* SHORT EXERCISE:
Give every line of this listing as a JSON list of strings, one string per line, with blank lines dropped. Omit the pictures from your answer.

___ DATA LINES ___

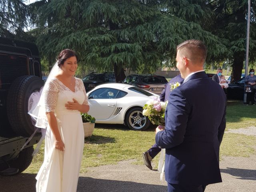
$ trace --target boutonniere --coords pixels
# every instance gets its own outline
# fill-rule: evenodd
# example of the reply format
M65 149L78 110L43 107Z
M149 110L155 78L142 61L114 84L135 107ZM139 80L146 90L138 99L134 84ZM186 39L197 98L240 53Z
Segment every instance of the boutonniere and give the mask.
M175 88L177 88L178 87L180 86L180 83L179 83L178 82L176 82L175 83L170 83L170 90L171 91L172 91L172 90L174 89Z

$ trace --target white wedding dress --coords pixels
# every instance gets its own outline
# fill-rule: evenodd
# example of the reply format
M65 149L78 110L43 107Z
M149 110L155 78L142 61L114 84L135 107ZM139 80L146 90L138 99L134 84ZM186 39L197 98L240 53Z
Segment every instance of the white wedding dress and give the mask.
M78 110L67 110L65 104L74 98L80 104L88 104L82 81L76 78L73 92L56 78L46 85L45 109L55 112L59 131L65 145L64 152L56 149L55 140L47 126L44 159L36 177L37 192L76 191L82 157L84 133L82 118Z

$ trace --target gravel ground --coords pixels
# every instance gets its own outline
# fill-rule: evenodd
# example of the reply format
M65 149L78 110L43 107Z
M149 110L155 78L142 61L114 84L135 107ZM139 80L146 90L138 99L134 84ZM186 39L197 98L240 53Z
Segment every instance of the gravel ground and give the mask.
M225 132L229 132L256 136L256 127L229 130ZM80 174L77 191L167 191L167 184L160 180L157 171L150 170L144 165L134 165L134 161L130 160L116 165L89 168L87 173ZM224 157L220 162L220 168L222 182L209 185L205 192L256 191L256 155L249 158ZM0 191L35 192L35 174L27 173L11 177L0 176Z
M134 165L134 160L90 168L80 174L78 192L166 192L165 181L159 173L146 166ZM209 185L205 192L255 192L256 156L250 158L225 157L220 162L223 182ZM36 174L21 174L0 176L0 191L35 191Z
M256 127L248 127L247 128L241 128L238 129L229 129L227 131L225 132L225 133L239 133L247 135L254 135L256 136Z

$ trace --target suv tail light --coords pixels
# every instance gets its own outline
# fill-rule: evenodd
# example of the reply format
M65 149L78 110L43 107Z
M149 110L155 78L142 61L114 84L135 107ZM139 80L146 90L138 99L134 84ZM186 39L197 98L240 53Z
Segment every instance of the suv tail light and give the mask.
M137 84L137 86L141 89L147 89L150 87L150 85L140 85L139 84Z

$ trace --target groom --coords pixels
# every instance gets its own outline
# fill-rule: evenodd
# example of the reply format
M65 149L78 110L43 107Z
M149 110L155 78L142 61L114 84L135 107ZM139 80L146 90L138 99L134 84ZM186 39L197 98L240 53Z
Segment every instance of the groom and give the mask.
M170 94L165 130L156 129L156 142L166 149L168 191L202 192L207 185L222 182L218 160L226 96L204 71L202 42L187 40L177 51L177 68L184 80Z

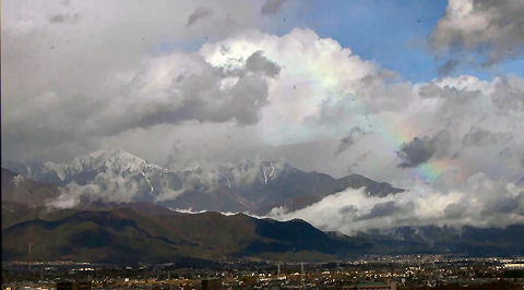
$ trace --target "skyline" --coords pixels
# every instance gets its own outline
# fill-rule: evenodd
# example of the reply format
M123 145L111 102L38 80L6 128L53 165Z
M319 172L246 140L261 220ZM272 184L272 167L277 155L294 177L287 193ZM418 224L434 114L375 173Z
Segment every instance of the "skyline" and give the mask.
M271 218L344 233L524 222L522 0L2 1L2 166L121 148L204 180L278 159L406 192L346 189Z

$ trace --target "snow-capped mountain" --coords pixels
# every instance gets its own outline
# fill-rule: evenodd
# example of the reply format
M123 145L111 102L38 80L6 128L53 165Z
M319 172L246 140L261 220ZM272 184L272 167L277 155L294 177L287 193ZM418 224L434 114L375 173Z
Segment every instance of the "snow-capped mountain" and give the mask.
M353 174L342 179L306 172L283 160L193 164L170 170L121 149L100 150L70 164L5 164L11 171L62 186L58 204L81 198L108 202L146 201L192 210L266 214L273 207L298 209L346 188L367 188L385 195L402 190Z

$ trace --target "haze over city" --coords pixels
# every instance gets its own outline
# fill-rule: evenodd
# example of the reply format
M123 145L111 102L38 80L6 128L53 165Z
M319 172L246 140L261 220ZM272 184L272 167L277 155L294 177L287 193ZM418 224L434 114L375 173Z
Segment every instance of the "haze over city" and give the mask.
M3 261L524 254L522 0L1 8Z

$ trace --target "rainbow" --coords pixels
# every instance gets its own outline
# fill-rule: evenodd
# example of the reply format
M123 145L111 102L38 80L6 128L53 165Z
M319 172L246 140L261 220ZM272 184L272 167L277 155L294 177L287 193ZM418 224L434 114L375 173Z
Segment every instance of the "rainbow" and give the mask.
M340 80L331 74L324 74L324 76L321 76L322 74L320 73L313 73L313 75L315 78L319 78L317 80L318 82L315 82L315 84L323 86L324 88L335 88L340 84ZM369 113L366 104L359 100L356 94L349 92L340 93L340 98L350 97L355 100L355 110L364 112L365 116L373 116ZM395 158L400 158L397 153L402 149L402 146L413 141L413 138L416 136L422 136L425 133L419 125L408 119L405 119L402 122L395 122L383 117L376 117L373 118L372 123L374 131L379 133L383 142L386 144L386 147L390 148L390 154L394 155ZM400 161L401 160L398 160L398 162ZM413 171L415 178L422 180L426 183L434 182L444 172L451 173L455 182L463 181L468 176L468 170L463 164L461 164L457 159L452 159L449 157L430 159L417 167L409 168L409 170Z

___

* EXERCISE RESULT:
[
  "$ trace --target boutonniere --coords pixels",
  "# every instance gets its own outline",
  "# fill-rule: evenodd",
  "# example of the reply format",
  "M65 149L78 110L43 107Z",
  "M149 110L155 78L142 61L114 84L135 107ZM139 80L146 90L138 99L134 84ZM186 39L197 98L240 53Z",
  "Segment every instance of the boutonniere and give the mask.",
  "M175 88L177 88L178 87L180 86L180 83L179 83L178 82L176 82L175 83L170 83L170 90L171 91L172 91L172 90L174 89Z",
  "$ trace --target white wedding dress --coords pixels",
  "# every instance gets its own outline",
  "# fill-rule: evenodd",
  "# example of the reply format",
  "M65 149L78 110L43 107Z",
  "M149 110L155 78L142 61L114 84L135 107ZM139 80L146 90L138 99L134 84ZM186 39L197 98L240 53Z",
  "Segment every instance of the white wedding dress and give the mask.",
  "M78 110L67 110L65 104L74 98L80 104L88 104L82 81L76 78L73 92L56 78L46 85L45 109L55 112L59 131L65 145L64 152L56 149L55 140L47 126L44 159L36 177L37 192L76 191L82 157L84 133L82 118Z",
  "$ trace --target gravel ground --coords pixels",
  "# every instance gets its own outline",
  "# fill-rule: evenodd",
  "# example of the reply format",
  "M65 149L78 110L43 107Z",
  "M149 110L155 78L142 61L114 84L135 107ZM139 80L146 90L138 99L134 84ZM186 39L197 98L240 53Z",
  "Segment every instance of the gravel ground and give the mask.",
  "M225 132L229 132L256 136L256 127L229 130ZM80 174L77 191L167 191L167 184L160 180L157 171L150 170L144 165L134 165L134 161L130 160L116 165L89 168L87 173ZM224 157L220 162L220 168L222 182L209 185L205 192L256 191L256 155L249 158ZM0 191L35 192L35 174L27 173L11 177L0 176Z",
  "M134 165L134 160L90 168L80 174L78 192L166 192L165 181L159 173L146 166ZM209 185L205 192L255 192L256 156L250 158L225 157L220 162L223 182ZM36 174L21 174L0 176L0 191L35 191Z",
  "M256 127L248 127L247 128L241 128L238 129L229 129L227 131L225 132L225 133L239 133L247 135L254 135L256 136Z",
  "$ trace --target suv tail light --coords pixels",
  "# every instance gets its own outline",
  "# fill-rule: evenodd",
  "# example of the reply format",
  "M65 149L78 110L43 107Z",
  "M149 110L155 78L142 61L114 84L135 107ZM139 80L146 90L138 99L134 84ZM186 39L197 98L240 53Z",
  "Segment every instance of the suv tail light and give the mask.",
  "M137 84L137 86L141 89L147 89L150 87L150 85L140 85L139 84Z",
  "$ trace --target groom --coords pixels",
  "# every instance gets its own outline",
  "# fill-rule: evenodd",
  "# example of the reply format",
  "M65 149L78 110L43 107Z",
  "M149 110L155 78L142 61L114 84L135 107ZM139 80L146 90L138 99L134 84ZM186 39L197 98L240 53Z",
  "Segment every instance of the groom and give the mask.",
  "M170 94L165 130L156 129L156 142L166 149L168 191L202 192L207 185L222 182L218 160L226 96L204 71L202 42L187 40L177 51L177 68L184 80Z",
  "$ trace --target \"skyline\" --coords pixels",
  "# every instance gets its own outline",
  "# fill-rule: evenodd",
  "# example of the reply format",
  "M123 145L111 102L38 80L6 128L53 165Z",
  "M319 172L246 140L261 220ZM272 184L272 167L277 155L294 177L287 193ZM418 224L434 114L375 173Z",
  "Segment every instance of the \"skyline\" and give the mask.",
  "M271 218L344 233L524 222L522 0L2 1L2 166L121 148L204 180L278 159L406 192L346 189Z",
  "$ trace --target \"snow-capped mountain\" --coords pixels",
  "# every instance gets its own outline",
  "# fill-rule: evenodd",
  "# example of the reply format",
  "M123 145L111 102L38 80L6 128L53 165Z",
  "M319 172L246 140L261 220ZM272 184L272 167L277 155L294 177L287 193ZM418 224L434 114L375 173Z",
  "Segment every instance of the \"snow-capped mountain\" and give the mask.",
  "M353 174L342 179L306 172L283 160L193 164L170 170L121 149L100 150L70 164L5 164L11 171L62 186L58 204L81 198L108 202L146 201L192 210L266 214L273 207L298 209L346 188L367 188L385 195L402 190Z",
  "$ trace --target \"haze over city\" --coords pixels",
  "# every instance gets its own outline",
  "# fill-rule: evenodd",
  "# example of the reply format",
  "M123 145L111 102L38 80L6 128L53 165Z",
  "M319 172L246 140L261 220ZM272 184L272 167L277 155L294 177L287 193ZM418 224L434 114L375 173Z",
  "Segment every instance of the \"haze over city\" and give the mask.",
  "M3 261L524 254L522 0L1 8Z",
  "$ trace --target \"rainbow\" --coords pixels",
  "# every instance gets its own outline",
  "# fill-rule: evenodd",
  "# example of the reply format",
  "M123 145L111 102L38 80L6 128L53 165Z",
  "M319 172L246 140L261 220ZM272 184L272 167L277 155L294 177L287 193ZM418 224L434 114L375 173Z",
  "Segment every instance of the \"rainbow\" and give the mask.",
  "M340 80L331 74L324 74L324 76L321 76L322 74L320 73L313 73L313 75L315 78L319 78L317 80L318 82L315 82L315 84L323 86L324 88L335 88L340 84ZM369 113L366 104L359 100L356 94L349 92L340 93L340 98L350 97L355 100L355 110L364 112L365 116L373 116ZM395 158L400 158L397 153L402 149L402 146L413 141L413 138L416 136L422 136L425 133L419 125L408 119L405 119L402 122L395 122L383 117L376 117L373 118L372 123L374 131L379 133L383 142L386 144L386 147L390 148L390 154L394 155ZM400 161L401 160L398 160L398 162ZM413 171L415 178L422 180L426 183L434 182L444 172L451 173L455 182L463 181L468 176L468 170L463 164L461 164L457 159L452 159L449 157L430 159L417 167L409 168L409 170Z"
]